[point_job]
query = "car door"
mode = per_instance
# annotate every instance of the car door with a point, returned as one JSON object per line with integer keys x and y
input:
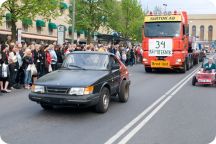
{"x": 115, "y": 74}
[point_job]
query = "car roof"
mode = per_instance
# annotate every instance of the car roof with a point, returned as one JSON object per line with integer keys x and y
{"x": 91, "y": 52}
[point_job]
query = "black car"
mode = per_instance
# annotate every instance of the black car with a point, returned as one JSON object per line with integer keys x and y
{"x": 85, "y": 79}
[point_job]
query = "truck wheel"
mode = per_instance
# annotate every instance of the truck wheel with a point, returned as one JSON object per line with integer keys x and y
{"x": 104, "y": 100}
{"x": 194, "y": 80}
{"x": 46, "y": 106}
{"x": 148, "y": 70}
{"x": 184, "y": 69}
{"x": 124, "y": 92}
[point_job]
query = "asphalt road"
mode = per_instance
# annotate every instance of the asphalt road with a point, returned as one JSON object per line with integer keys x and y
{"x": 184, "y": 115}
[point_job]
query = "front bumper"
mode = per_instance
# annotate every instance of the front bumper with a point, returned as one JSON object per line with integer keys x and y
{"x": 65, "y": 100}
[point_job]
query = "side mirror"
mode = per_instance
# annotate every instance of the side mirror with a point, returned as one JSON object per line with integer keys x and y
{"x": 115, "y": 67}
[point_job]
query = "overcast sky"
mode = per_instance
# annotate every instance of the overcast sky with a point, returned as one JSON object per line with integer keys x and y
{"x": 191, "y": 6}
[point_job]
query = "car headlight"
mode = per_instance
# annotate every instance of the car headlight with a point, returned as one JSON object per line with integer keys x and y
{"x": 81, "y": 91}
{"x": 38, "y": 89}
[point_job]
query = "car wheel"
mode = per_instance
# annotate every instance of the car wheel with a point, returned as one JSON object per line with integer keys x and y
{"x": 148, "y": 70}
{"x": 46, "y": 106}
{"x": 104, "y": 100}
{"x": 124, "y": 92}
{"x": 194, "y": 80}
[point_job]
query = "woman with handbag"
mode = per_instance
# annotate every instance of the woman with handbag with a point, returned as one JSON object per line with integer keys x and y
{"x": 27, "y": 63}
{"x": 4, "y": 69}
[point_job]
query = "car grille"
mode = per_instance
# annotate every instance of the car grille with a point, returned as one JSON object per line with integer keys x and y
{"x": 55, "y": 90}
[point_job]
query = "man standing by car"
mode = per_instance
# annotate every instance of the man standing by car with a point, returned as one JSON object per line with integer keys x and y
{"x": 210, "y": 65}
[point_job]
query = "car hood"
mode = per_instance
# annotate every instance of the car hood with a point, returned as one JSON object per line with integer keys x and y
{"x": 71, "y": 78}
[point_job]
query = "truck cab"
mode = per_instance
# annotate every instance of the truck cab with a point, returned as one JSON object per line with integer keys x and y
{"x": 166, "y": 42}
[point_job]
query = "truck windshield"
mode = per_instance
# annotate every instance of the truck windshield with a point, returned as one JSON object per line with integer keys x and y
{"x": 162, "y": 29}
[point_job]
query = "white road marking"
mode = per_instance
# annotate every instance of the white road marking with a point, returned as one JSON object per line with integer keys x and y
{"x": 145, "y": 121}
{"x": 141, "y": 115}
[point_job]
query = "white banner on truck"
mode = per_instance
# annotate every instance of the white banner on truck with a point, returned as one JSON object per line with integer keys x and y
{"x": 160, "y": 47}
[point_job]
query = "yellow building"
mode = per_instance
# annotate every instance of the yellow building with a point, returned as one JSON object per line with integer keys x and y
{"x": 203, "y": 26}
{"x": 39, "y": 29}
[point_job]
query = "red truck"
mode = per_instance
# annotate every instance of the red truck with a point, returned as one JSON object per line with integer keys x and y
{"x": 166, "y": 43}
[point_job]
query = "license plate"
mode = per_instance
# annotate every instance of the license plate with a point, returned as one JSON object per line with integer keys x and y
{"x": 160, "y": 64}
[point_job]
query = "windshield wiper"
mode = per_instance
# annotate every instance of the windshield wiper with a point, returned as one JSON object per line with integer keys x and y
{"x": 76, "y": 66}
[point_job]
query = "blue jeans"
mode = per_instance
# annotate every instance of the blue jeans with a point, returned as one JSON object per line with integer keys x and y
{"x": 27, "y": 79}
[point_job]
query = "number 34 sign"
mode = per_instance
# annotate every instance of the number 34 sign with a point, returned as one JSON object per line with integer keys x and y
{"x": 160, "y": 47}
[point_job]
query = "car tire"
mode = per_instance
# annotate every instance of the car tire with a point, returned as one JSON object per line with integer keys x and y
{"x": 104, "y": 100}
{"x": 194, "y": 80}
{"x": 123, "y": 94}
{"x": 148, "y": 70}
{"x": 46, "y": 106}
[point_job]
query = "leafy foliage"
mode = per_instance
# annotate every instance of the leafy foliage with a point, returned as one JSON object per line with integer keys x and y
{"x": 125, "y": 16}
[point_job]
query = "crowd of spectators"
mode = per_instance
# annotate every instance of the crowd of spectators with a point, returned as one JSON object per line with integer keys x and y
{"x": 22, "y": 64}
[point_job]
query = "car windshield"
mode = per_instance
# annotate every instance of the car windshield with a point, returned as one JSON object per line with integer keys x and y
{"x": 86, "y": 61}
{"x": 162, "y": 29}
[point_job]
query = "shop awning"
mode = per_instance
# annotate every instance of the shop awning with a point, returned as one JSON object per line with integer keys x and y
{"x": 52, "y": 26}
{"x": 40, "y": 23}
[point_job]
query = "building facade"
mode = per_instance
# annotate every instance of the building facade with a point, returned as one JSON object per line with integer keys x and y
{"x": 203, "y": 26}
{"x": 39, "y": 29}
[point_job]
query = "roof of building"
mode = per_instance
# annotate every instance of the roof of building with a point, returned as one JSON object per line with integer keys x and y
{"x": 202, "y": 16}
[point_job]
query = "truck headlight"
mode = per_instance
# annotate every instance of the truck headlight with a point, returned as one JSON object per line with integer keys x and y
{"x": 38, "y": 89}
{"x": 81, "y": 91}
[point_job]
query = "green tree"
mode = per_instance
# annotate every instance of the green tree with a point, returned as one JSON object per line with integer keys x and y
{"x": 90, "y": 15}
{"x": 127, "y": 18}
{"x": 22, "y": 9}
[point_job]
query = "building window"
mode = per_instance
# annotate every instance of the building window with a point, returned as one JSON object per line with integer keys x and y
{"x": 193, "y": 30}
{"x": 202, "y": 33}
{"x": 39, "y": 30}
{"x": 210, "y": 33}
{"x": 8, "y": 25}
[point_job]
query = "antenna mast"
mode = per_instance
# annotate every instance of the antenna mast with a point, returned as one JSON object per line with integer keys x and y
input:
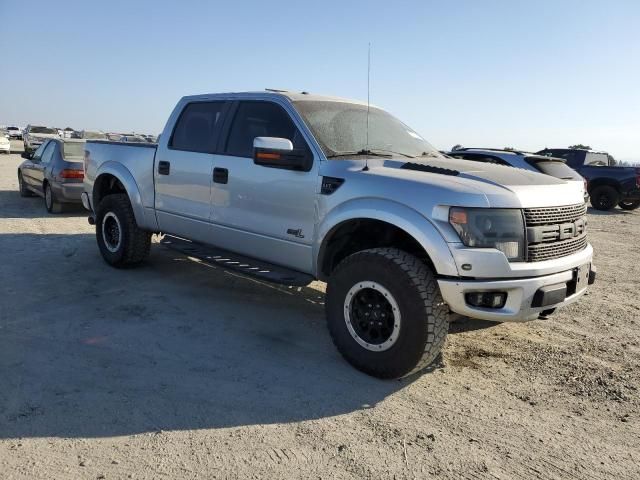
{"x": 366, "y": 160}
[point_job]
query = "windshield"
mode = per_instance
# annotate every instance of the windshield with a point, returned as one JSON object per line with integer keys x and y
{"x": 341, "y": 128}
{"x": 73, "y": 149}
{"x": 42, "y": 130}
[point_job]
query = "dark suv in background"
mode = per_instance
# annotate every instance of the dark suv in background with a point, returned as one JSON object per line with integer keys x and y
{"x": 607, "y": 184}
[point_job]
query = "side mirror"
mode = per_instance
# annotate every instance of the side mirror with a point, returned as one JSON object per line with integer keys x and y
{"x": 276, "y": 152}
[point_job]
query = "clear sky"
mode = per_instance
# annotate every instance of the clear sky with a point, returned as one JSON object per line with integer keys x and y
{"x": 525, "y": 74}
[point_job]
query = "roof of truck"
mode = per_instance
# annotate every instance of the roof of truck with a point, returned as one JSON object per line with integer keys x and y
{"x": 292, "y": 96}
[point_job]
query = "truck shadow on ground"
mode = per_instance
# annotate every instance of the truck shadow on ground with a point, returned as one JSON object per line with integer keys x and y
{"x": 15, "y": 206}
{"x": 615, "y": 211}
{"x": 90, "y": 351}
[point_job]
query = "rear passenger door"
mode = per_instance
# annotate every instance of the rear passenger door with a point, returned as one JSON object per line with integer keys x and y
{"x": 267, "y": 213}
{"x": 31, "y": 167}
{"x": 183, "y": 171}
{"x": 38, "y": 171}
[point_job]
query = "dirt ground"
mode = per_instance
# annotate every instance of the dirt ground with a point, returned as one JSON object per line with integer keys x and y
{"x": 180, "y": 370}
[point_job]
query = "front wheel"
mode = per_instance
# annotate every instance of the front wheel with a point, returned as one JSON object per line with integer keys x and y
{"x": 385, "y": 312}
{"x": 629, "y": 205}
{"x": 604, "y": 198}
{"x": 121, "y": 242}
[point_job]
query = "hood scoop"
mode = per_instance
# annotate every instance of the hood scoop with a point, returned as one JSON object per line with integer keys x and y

-=-=-

- _PROBLEM REQUIREMENTS_: Extract every line of the data above that contains the string "plate", matching case exactly.

- _ANSWER TO THIS EXERCISE_:
query = "license plate"
# annotate every instance of the license plate with a point, returned as one JSON object per line with integer keys x and y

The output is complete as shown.